**Textabschnitt**:
+++

Sonntag, 13. Juli 2014

Marketing-Zuwendungen

Zwei Beispiele.

"Wir eröffnen Kasse Vier für Sie", annonciert die Stimme in der Ladenkette,
die seit vielen Jahren als Aldi auftritt und die ich noch immer als Albrecht adressiere. Ich stand in der Schlange an der Kasse, als mir dieser Satz zum ersten Mal auffiel. Für Sie klingt nett, ist aber falsch:
die weitere Kasse wird in Betrieb genommen, um die Kunden nicht zu vergraulen. Welche Agentur
hat diese Floskel des Einseifens erfunden? Wer glaubt, seine Kunden damit zu erreichen? Dass die Leute vom Albrecht-Konzern dies glauben, sagt doch etwas über ihre Verachtung und über die Unverfrorenheit des Geschäfts.

+++

**Aufgabe 1**:
Übersetze den Satz „Ich stand in der Schlange an der Kasse, als mir dieser Satz zum ersten Mal auffiel.“ aus dem Text über Marketing-Zuwendungen ins Englische.
**Aufgabe 2**:
Führe den Text über Marketing-Zuwendungen nach seinem letzten Satz weiter.
Die Einträge werden hierfür nicht gebraucht.

**Vorliegende Einträge**:
+++

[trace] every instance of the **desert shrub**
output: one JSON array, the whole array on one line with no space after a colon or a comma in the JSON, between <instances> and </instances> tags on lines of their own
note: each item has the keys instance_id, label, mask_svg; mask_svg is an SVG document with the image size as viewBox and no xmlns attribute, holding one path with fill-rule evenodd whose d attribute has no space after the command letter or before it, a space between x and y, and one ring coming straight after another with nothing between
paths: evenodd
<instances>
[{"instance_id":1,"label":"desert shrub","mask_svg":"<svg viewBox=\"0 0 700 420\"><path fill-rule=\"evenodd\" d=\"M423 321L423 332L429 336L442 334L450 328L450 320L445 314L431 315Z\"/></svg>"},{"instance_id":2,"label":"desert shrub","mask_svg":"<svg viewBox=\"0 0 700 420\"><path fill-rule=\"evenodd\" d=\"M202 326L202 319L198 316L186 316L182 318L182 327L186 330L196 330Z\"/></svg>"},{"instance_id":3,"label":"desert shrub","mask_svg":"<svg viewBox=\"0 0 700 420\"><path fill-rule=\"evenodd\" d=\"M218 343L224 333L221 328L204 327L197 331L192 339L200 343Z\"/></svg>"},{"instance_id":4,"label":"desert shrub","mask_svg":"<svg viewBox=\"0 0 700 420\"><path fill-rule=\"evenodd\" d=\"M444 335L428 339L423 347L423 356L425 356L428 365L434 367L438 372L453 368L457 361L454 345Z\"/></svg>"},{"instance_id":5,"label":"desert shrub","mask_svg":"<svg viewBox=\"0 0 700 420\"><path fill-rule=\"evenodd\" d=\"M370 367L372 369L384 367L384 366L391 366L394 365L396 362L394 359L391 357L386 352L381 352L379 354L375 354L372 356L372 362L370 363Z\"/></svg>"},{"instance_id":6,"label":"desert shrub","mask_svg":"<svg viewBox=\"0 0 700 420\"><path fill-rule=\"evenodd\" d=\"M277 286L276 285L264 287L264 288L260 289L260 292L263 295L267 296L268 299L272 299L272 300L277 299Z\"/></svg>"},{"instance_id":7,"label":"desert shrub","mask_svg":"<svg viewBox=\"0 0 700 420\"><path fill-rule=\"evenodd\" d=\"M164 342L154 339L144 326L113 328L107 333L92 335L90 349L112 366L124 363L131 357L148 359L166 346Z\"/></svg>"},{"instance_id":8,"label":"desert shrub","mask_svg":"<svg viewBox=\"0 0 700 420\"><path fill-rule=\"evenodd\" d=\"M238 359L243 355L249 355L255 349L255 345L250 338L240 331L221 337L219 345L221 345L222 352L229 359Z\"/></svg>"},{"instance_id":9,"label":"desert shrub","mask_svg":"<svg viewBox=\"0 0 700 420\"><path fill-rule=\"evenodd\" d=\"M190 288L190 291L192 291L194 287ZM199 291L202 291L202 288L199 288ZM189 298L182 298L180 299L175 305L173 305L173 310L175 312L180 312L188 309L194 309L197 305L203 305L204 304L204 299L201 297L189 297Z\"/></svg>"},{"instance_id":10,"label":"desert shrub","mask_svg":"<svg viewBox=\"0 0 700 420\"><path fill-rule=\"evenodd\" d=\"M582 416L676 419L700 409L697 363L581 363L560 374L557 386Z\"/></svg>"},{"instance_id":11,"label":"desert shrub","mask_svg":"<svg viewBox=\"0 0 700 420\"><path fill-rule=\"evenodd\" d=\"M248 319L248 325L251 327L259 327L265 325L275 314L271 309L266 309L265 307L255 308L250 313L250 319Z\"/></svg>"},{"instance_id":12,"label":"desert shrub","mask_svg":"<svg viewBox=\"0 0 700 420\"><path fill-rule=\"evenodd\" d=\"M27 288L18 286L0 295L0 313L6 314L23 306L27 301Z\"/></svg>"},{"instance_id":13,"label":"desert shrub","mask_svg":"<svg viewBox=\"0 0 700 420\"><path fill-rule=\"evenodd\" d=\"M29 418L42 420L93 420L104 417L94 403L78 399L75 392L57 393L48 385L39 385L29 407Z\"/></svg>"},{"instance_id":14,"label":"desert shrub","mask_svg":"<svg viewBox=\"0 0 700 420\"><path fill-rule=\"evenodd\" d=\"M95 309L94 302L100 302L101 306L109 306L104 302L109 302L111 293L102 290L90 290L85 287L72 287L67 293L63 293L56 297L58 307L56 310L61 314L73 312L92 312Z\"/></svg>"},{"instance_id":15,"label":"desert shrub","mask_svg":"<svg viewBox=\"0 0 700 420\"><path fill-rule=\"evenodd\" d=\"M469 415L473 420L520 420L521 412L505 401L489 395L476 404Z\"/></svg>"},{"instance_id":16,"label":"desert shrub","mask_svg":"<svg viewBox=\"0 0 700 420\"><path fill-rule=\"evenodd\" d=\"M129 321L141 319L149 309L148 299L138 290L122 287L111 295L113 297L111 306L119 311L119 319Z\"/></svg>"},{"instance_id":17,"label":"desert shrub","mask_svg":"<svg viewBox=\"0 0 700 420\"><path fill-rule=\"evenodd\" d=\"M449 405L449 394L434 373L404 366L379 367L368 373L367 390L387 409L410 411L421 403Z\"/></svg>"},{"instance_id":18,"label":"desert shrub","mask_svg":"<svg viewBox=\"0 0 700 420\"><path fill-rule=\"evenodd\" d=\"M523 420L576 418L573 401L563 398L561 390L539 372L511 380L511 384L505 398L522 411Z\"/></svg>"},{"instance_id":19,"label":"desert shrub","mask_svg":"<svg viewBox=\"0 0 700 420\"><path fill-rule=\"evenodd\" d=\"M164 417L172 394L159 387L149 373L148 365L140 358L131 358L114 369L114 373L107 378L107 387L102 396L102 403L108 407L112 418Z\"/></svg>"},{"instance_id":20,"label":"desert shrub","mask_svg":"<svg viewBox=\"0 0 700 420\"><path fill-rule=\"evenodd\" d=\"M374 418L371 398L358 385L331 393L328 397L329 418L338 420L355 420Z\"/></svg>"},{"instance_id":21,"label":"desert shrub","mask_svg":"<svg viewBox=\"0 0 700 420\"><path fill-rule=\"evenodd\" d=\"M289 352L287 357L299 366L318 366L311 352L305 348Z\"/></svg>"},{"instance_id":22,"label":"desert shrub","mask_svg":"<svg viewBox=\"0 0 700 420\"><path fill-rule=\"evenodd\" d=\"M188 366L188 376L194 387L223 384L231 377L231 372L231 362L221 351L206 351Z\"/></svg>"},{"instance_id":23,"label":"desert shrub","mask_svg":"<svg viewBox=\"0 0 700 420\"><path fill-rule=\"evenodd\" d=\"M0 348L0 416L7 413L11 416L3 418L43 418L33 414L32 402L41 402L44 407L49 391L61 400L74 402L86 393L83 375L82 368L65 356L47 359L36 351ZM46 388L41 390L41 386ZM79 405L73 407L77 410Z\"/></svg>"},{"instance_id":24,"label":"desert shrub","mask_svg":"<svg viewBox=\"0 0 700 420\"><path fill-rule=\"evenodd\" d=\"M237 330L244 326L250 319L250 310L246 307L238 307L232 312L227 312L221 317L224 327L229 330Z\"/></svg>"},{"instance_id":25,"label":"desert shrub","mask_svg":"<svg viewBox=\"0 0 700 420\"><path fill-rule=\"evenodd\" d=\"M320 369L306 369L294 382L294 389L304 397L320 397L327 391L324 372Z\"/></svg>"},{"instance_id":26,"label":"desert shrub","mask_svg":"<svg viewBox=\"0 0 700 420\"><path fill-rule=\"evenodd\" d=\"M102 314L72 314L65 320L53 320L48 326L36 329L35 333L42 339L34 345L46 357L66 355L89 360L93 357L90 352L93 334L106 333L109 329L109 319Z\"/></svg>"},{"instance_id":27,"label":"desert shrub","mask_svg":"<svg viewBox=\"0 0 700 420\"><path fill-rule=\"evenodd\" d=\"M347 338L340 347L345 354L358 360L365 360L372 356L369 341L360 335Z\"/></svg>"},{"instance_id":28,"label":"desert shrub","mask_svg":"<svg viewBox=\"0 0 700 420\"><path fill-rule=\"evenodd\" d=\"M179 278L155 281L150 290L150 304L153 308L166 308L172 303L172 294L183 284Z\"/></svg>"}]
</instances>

+++

**Antwort 1**:
I was standing in line at the checkout when I noticed this sentence for the first time.

**Antwort 2**:
Funkhaus Wallrafplatz ist eine Sendung des wdr 5: die Hörer und Hörerinnen werden aufgefordert, sich an an einem Gespräch mit einem Fachmann  und Moderator zu einem Thema zu beteiligen. Gestern, am 12.7.2014, wurde angesichts des Urteils des BGH - geklagt hatte ein Arzt, der auf der Identität dessen bestand, der mehrmals negative Voten zu seiner Behandlung abgegeben hatte - zur Anonymität im Internet das damit verbundene Problem erörtert. Das Problem ist kompliziert. Es lässt sich in ein paar Minuten nicht diskutieren. Die Sendung fragt Meinungen ab, aber erörtert das Problem nur indirekt, weil die Meinungen locker aufeinander bezogen und nicht entfaltet werden in dem schwierigen Pro und Contra. Die Einladung zur Teilnahme ist nicht schlecht; geboten wird ein Forum. Aber wer teilnimmt, erhält nicht die Chance zu einem Gespräch: die nächsten Hörerinnen und Hörer warten; sie sollen nicht enttäuscht werden. Die Teilnahme, so das Kalkül des Marketing, soll an den Sender binden. Mich ernüchtert eher eine solche Sendung; vor allem höre ich immer die Anstrengung heraus, die Sendung über die Runden zu bringen; die Substanz ist zweitrangig. Dabei könnte der Hörfunk Gespräche in Gang bringen. Aber das traut man offenbar dem Hörfunk-Publikum nicht zu.